---------- Trecho fornecido
Chega ao Brasil saga do "Robin Hood australiano", que valeu a Peter Carey o Booker Prize de 2001


FRANCESCA ANGIOLILLO
DA REPORTAGEM LOCAL

Levou dois anos para que a polícia da Coroa britânica capturasse Ned Kelly, na Austrália do fim do século 19. Quando ele foi enforcado, aos 26 anos, já se tornara um personagem mítico -um Robin Hood para uns, algo como um Lampião para outros.
Para encontrar o lado humano do mito, o escritor Peter Carey, 59, empreendeu busca ainda mais longa. A composição de "A História do Bando de Kelly" lhe custou cerca de três anos, mas ele diz que, na verdade, foram 35 empenhados na idéia de dar voz à versão desse (afinal) vencido.
O resultado nos revela a comovente história de um "bom ladrão", bandoleiro apesar do desejo de retidão. "Se meus lábios ensinassem ao público que homens se tornam maus por serem maltratados, então minha vida não terá sido desperdiçada", resumiu o próprio Ned Kelly, desesperado por fazer-se ouvir, na Carta de Jerilderie, um dos documentos que serviram de mapa a Carey.
O romance, que chega ao Brasil em agosto, encima outra busca pessoal do australiano Carey: a da história de seu país. Toda a sua obra se esforça em indagar a identidade da nação, concebida como imensa colônia penal para os criminosos da mãe Grã-Bretanha.
O "tour de force" em torno de Ned Kelly fez com que, em 2001, Carey se igualasse ao sul-africano J.M. Coetzee na conquista de um segundo Booker Prize, honraria máxima a que concorrem anualmente autores da Comunidade Britânica (o primeiro fora para "Oscar e Lucinda", em 88).
"Acho que alguns australianos prefeririam que a história desaparecesse, mas ela não vai", disse Carey à Folha, por telefone, de Nova York, onde vive e, no momento, trabalha em um novo livro -de tema secreto, mas novamente sobre a Austrália.

Folha - O que faz com que o sr. se debruce sobre a história de um homem para falar da Austrália?
--------------------
---------- Linhas fornecidas
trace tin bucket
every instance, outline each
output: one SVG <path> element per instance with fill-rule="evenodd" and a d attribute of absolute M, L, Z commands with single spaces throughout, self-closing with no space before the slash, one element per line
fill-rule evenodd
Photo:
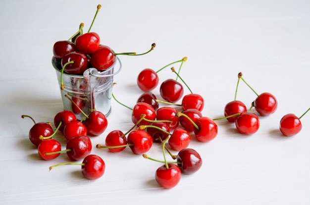
<path fill-rule="evenodd" d="M 67 95 L 87 115 L 92 111 L 97 110 L 105 116 L 108 115 L 111 112 L 113 77 L 122 68 L 120 60 L 116 57 L 116 60 L 113 64 L 103 71 L 99 72 L 95 68 L 90 68 L 85 70 L 83 75 L 63 73 L 62 81 L 64 88 L 60 92 L 64 110 L 72 111 L 78 119 L 81 120 L 85 117 L 77 106 L 66 98 L 65 95 Z M 59 61 L 52 57 L 52 64 L 56 70 L 60 88 L 61 66 Z M 118 69 L 114 72 L 116 64 L 118 64 Z"/>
--------------------
*Tarefa*
Segundo o trecho fornecido, com que idade Ned Kelly foi enforcado?

*Resposta*
Aos 26 anos.